-- Begin Supplied material --

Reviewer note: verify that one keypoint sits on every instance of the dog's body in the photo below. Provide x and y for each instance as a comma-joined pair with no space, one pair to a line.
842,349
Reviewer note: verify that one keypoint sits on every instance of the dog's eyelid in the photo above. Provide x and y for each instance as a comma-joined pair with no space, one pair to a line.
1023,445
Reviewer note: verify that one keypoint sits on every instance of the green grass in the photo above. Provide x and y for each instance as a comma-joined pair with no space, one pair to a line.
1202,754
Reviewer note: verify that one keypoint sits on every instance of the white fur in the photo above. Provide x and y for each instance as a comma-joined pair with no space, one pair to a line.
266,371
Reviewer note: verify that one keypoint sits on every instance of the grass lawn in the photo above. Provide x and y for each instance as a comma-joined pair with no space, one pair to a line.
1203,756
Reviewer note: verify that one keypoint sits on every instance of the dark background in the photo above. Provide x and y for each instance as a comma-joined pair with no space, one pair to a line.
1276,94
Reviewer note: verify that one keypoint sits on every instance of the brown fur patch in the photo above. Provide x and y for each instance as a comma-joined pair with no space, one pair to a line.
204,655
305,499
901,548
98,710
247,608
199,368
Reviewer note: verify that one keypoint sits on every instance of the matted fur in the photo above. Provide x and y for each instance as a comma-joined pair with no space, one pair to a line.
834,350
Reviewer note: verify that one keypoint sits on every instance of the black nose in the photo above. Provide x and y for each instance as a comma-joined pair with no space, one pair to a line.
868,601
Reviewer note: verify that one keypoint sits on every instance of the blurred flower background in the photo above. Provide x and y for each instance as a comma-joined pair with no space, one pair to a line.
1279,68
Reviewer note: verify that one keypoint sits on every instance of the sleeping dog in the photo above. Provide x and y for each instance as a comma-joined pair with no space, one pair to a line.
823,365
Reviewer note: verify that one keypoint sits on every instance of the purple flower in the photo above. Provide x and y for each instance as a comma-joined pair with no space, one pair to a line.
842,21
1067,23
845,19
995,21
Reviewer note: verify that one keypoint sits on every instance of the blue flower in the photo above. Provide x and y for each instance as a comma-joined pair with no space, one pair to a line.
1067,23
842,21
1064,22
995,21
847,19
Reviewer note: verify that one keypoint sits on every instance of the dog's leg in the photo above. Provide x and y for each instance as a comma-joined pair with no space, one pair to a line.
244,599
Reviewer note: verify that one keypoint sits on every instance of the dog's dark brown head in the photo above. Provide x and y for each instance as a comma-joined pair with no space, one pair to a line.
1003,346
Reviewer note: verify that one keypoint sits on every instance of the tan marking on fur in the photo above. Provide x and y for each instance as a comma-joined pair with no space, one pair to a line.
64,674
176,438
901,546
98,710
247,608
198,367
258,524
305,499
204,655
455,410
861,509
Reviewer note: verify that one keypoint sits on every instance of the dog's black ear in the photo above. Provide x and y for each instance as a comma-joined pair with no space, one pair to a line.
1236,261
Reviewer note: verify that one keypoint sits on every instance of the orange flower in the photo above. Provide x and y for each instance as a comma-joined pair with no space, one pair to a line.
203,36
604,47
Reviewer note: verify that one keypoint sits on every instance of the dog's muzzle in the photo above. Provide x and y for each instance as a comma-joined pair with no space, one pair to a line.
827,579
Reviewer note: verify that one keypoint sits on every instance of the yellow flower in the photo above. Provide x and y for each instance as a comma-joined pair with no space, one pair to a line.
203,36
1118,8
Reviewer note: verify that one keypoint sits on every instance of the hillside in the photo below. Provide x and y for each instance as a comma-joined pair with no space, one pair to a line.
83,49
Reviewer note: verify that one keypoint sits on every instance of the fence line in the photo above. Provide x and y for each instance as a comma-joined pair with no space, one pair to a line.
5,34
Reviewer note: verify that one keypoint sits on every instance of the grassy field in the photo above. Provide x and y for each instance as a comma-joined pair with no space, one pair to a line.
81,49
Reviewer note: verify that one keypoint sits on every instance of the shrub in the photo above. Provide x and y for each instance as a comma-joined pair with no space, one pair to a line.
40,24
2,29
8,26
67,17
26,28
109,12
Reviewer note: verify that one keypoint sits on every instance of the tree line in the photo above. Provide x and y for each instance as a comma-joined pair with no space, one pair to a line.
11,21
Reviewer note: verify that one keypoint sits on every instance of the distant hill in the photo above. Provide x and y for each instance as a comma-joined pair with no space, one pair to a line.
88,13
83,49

-- End Supplied material --

Short task = Render all the items above as a two-column CSV with the header instruction,points and one row per item. Each item's text goes in its own quoted field and its answer in another, with any line breaks replaced by spaces.

Reply =
instruction,points
"Reviewer note: verify that one keypoint sits on every instance of the dog's body in the photo below. Provide x and y for each instance as a comma-joined pair with no space, one pair to a line.","842,349"
"Reviewer note: verify that one keypoint sits on every instance of the dog's eyelid in the photo above. Provide x and y for each instance as a comma-joined pair with no space, one pair to a line.","1023,445"
"Reviewer note: verify that one keypoint sits on every instance of the green grass in the photo above. Provide x and y for each instance as a comma-joined pair with no space, one pair to a line.","1202,754"
"Reviewer note: verify that one keypoint sits on every instance of the white fur in the photo above. Provide x and y for each instance as a comma-joined pair with no space, one pair to a line.","266,371"
"Reviewer note: verify that one keypoint sits on every instance of the grass lawn in the photo above. Provide x and y for each instance as a comma-joined pair with no space, one pair to a line.","1203,756"
"Reviewer note: verify that one keypoint sits on every instance of the dark background in the photo above. Provide x and y for each instance as a comma-joined pair with no space, one pair to a line.","1276,94"
"Reviewer note: verify that one keypoint sits on every instance of the brown fur patch in the photo above. Provide x and y for each instance as a comma-joined pair with no space, one pair to a line.","204,655 305,499 901,548 98,710 247,608 199,368"
"Reviewer note: verify that one keypoint sits on every instance of the matted fur in the photo above. Provide x and y for each instance as a comma-joined pair with no space, one pair to a line.","834,350"
"Reviewer note: verify that one keypoint sits on every instance of the black nose in the photo above. Provide x and y for each instance as a comma-joined pair with no space, one pair to a line.","868,601"
"Reviewer note: verify that one keypoint sits on every instance of the blurred flower background in the photo above. Provide x and y for each instance as a comma-joined pair with no space, one pair to a line.","1279,68"
"Reviewer note: verify that one keypoint sits on every instance of the sleeping dog in the photo above. Provide x and y for each instance as a comma-joined pair with no space, one pair to a line.","823,365"
"Reviewer note: verify that one keypoint sits on every instance of the purple flower in the photo above. Provide x and y for each instance as a comma-joined pair with no space, one pair to a line.","842,21 1067,23 845,19 995,21"
"Reviewer note: verify that one keypoint sits on every instance of the blue flower in the photo above. Provide x and y for each instance as a comma-joined pair with no space, one pair to a line.","1067,23 842,21 1064,22 995,21 847,19"
"Reviewer note: verify that one keypoint sits on every instance of the dog's leg in the photo above. Provide x and y for each instance as a comma-joined pair with no space, one pair to a line.","244,599"
"Reviewer note: verify that one keypoint sits on every instance of the dog's dark brown head in the photo above. Provide x and y for each instance as a comma-joined pair with no space, one pair to a line.","1003,346"
"Reviewer note: verify that one keypoint sits on every instance of the tan marking on fur in the photo above. Provide x and y for each instance as a comma-joined pair with no space, one pair to a line.","64,674 176,438 901,546 98,710 247,608 198,367 258,524 305,499 204,655 455,410 861,509"
"Reviewer note: verify that one keypoint sits on every instance of the dog's black ear in the photo above. Provide x and y for each instance as a comma-joined pair with no space, one pair to a line.","1236,261"
"Reviewer note: verify that one keypoint sits on every instance of the orange flower in the photo above. Provide x and y for each instance as a comma-joined pair with no space, one pair to a line.","203,36 604,47"
"Reviewer note: verify that one keypoint sits on every instance of the dog's muzzle in the photo above. Provide x and y for each instance as a comma-joined pair with no space, one pair to a line.","827,579"
"Reviewer note: verify that one keypoint sits on every instance of the yellow flower in the photo above. Provide x and y for each instance as a comma-joined pair with no space, one pair to a line.","203,36 1118,8"
"Reviewer note: verify that one keypoint sits on every instance of the hillside in the photo below. Provide x and y for each instance as a comma-joined pair with no space, one pair to a line.","83,49"
"Reviewer note: verify that one keypoint sits on every instance of the fence line in the photo above. Provide x and y for each instance as a comma-joined pair with no space, one pair to a line.","5,34"
"Reviewer note: verify that one keypoint sits on every instance of the grassy field in the photo above. Provide x and y for each instance as a comma-joined pair with no space, one pair to a line.","81,49"
"Reviewer note: verify that one keypoint sits on every instance of the shrub in the photo above. Provide x and y for each instance as a comma-joined pair with no space, one pair to a line.","40,24 2,29 8,26 67,17 26,28 109,12"
"Reviewer note: verify that one keypoint sits on every instance of the tree line in the photo above. Provide x and y for each instance as a comma-joined pair with no space, one pair to a line.","11,21"
"Reviewer note: verify that one keypoint sits on every instance of the distant hill in the photo above. Provide x and y for each instance as a comma-joined pair with no space, one pair to a line.","88,13 83,49"